[Spatial localization data]
__________________________________________________

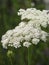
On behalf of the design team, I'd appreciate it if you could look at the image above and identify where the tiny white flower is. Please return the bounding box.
[32,38,40,45]
[24,35,31,41]
[13,42,21,48]
[23,42,31,48]
[6,30,13,36]
[1,39,9,49]
[41,21,47,28]
[41,35,47,42]
[19,22,26,27]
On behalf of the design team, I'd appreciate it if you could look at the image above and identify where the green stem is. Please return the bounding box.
[19,47,25,65]
[28,48,30,65]
[9,57,13,65]
[28,46,33,65]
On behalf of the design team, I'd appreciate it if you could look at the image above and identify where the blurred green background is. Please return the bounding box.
[0,0,49,65]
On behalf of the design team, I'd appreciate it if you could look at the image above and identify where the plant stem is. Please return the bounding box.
[28,48,30,65]
[28,46,32,65]
[9,57,13,65]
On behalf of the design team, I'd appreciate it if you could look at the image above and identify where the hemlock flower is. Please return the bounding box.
[32,38,40,45]
[1,8,49,49]
[13,42,21,48]
[23,42,31,48]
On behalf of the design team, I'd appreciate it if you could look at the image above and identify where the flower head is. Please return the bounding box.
[1,8,49,49]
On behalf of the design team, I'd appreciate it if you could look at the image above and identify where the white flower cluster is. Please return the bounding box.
[18,8,49,28]
[1,8,49,49]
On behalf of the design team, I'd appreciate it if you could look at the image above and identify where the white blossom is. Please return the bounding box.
[40,31,48,42]
[23,42,31,48]
[1,39,9,49]
[32,38,40,45]
[1,8,49,49]
[13,42,21,48]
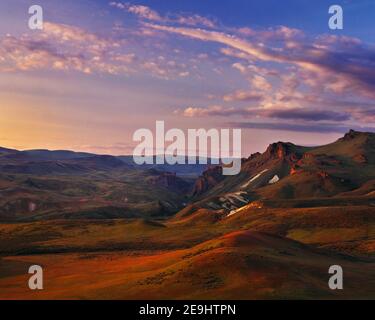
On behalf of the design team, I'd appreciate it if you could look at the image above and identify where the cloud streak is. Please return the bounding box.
[110,2,163,21]
[225,121,375,134]
[110,2,216,27]
[180,106,352,122]
[146,22,375,101]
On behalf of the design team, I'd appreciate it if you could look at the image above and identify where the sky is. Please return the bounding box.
[0,0,375,156]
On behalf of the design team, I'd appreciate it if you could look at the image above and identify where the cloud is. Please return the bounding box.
[238,26,304,41]
[110,2,216,27]
[179,71,190,77]
[142,18,375,131]
[146,22,375,100]
[110,2,162,21]
[182,105,237,117]
[250,74,272,91]
[180,105,351,122]
[2,2,374,135]
[0,22,124,74]
[225,122,375,134]
[258,108,350,122]
[223,90,263,102]
[142,61,168,78]
[350,108,375,123]
[176,15,216,28]
[42,22,109,45]
[145,23,280,62]
[0,21,192,79]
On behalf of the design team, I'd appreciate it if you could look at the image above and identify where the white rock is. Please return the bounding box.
[241,169,268,188]
[268,175,280,184]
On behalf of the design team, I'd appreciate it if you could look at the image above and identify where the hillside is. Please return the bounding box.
[188,130,375,215]
[1,229,373,299]
[0,130,374,300]
[0,149,196,221]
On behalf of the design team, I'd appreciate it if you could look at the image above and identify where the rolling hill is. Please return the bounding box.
[0,148,197,221]
[0,130,374,299]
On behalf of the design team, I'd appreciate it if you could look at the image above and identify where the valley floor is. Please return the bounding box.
[0,205,374,299]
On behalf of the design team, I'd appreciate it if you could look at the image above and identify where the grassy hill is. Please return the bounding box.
[0,130,374,299]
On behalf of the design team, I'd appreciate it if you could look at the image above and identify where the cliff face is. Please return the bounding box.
[264,142,302,162]
[192,166,224,197]
[148,171,191,193]
[265,142,291,159]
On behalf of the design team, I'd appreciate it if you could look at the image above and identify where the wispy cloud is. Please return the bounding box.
[181,105,238,117]
[110,2,216,27]
[110,2,163,21]
[179,105,351,122]
[0,22,126,74]
[225,121,375,134]
[2,1,375,136]
[223,90,263,102]
[146,22,375,101]
[258,108,350,122]
[0,21,192,79]
[136,16,375,129]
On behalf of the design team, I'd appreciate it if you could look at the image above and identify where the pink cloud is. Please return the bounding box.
[146,21,375,102]
[0,21,194,79]
[181,105,237,117]
[223,90,263,102]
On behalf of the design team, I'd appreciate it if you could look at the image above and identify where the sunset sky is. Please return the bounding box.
[1,0,375,156]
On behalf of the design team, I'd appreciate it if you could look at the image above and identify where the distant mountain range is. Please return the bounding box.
[0,147,209,177]
[0,148,200,221]
[0,130,374,299]
[0,130,374,222]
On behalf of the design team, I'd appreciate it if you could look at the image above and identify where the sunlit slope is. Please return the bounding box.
[0,230,373,299]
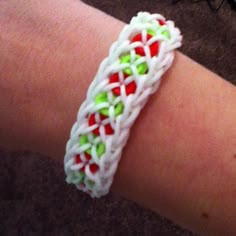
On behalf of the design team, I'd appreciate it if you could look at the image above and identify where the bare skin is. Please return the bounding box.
[0,1,236,235]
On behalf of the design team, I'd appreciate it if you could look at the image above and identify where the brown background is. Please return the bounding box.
[0,0,235,235]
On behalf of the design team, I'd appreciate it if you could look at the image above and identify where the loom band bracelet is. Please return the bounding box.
[64,12,182,198]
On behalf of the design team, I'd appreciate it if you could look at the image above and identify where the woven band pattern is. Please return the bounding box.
[64,12,182,198]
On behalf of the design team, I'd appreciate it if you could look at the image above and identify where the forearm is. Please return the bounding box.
[0,0,123,153]
[1,1,236,235]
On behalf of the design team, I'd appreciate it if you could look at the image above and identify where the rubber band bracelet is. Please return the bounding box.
[64,12,183,198]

__________________________________________________

# EXERCISE DIRECTIONS:
Repeat each record as given. No picture belongs in the copy.

# WRITTEN ANSWER:
On behalf of the design team, I'd appreciate it if you could look at the image above and identify where the tiny white flower is. Please return the bounding box.
[32,38,40,45]
[24,35,31,41]
[13,42,21,48]
[23,42,31,48]
[6,30,13,36]
[1,39,9,49]
[41,21,47,28]
[41,35,47,42]
[19,22,26,27]
On behalf of the design team, I'd appreciate it if you could look at the image above and identify where the green stem is. Please return the bounding box.
[19,47,25,65]
[28,48,30,65]
[9,57,13,65]
[28,46,33,65]
On behalf of the design team, I'd appreciate it if you could look at the image above and identify where the blurred green background is. Please return the bounding box.
[0,0,49,65]
On behalf of the design team, I'd appreciate it if you could look at the image above and identify where the plant stem is. Please return the bounding box.
[28,48,30,65]
[28,46,32,65]
[9,57,13,65]
On behalf of the design team, I'd appreciate it if you could look at the image above and identify where the hemlock flower is. Please return the bounding box.
[32,38,40,45]
[1,8,49,49]
[13,42,21,48]
[23,42,31,48]
On behalf of the design team, I'd appreciate it if you could look at the image above and identify where the flower head is. Please return the bounding box.
[1,8,49,49]
On behalf of the design team, I'd appreciate it if you could look at the image above and identify where the white flower cluster is. Please return the bounding box.
[18,8,49,28]
[1,8,49,49]
On behalf of the design team, I'd appreciate it if you could look at the image above and identify where the white blossom is. Please return the bounding box.
[40,31,48,42]
[23,42,31,48]
[1,39,9,49]
[32,38,40,45]
[1,8,49,49]
[13,42,21,48]
On behalf of the design team, I'd appreciate it if you could look at the image above and identify where the cloud streak is. Please return the bounding box.
[110,2,163,21]
[225,121,375,134]
[110,2,216,27]
[180,106,352,122]
[146,22,375,101]
On behalf of the design team, I'd appreciate it if you could look at the image above and identify where the sky is. Please return the bounding box.
[0,0,375,156]
On behalf of the design team, I'd appreciate it if you could look at the image above and identify where the cloud is. Please return the bounding box.
[238,26,304,41]
[110,2,216,27]
[179,71,190,77]
[142,18,375,131]
[146,22,375,100]
[110,2,162,21]
[182,105,237,117]
[250,74,272,91]
[180,105,351,122]
[2,2,374,135]
[0,22,124,74]
[225,122,375,134]
[258,108,350,122]
[223,90,263,102]
[142,61,168,78]
[350,108,375,123]
[176,15,216,28]
[42,22,109,45]
[145,23,280,62]
[0,21,192,79]
On behalf of the design team, I'd appreciate it if you could look at the image above and identify where the white rock is. Please return the bounding box.
[241,169,268,188]
[268,175,280,184]
On behalf of the design team, I'd appreciate it if you could look at the image above and identify where the hillside is. Please return the bounding box.
[188,130,375,215]
[1,229,373,299]
[0,130,374,300]
[0,149,196,221]
On behalf of the design team, I'd appreciate it if you could look at the image above and identify where the rolling hill is. Please return the bounding box.
[0,148,197,221]
[0,130,374,299]
On behalf of the design team, I'd appreciate it if you could look at the image above and identify where the valley floor is. Please return the bounding box.
[0,205,374,299]
On behalf of the design team, I'd appreciate it if you could look at the image above and identify where the grassy hill is. Please return the bounding box.
[0,130,374,299]
On behalf of the design team, I'd appreciate it if you could look at the image above and identify where the cliff face is. Please return the bounding box.
[264,142,302,162]
[192,166,224,197]
[148,171,191,193]
[265,142,291,159]
On behalf of the design team, I'd appreciate it if you could look at the image above and identify where the wispy cloud is. Please return the bounding box.
[181,105,238,117]
[110,2,216,27]
[110,2,163,21]
[179,105,351,122]
[0,22,126,74]
[225,121,375,134]
[2,1,375,136]
[223,90,263,102]
[146,22,375,101]
[258,108,350,122]
[0,21,192,79]
[136,16,375,129]
On behalf of the design team, I'd appreciate it if you could look at the image above and identify where the pink cloud is. Please return the bounding box.
[146,21,375,102]
[0,21,194,79]
[181,105,237,117]
[223,90,263,102]
On behalf of the design team, I'd appreciate it if you could look at the image above and identify where the sunset sky is. Please return the bounding box.
[1,0,375,156]
On behalf of the design team, I'd appreciate it if you could look at the image above and identify where the distant mountain range is. Please return the bounding box.
[0,147,209,177]
[0,148,200,221]
[0,130,374,299]
[0,130,374,222]
On behalf of the design team, I'd appreciate it if you could look at the image above and identify where the sunlit slope is. Please return the bounding box.
[0,230,373,299]
On behalf of the design team, I'd appreciate it if you could look at the image above and identify where the bare skin is. Please return the bounding box.
[0,1,236,235]
On behalf of the design team, I'd appreciate it if you could look at the image above and identify where the brown background is. Please return the bounding box.
[0,0,235,235]
On behalf of the design team, I'd appreciate it if you could look at the image above and identify where the loom band bracelet is. Please return the bounding box.
[64,12,182,198]
On behalf of the design team, I'd appreciate it if you could look at the image above and identify where the woven band pattern is. Please return the bounding box.
[64,12,182,198]
On behalf of the design team, I'd appreciate it if you could look at the image above and identify where the forearm is. Please return the bounding box.
[0,0,123,153]
[1,1,236,235]
On behalf of the design team, I'd appreciate it if you could look at the image above and identify where the rubber band bracelet is. Please return the bounding box.
[64,12,183,198]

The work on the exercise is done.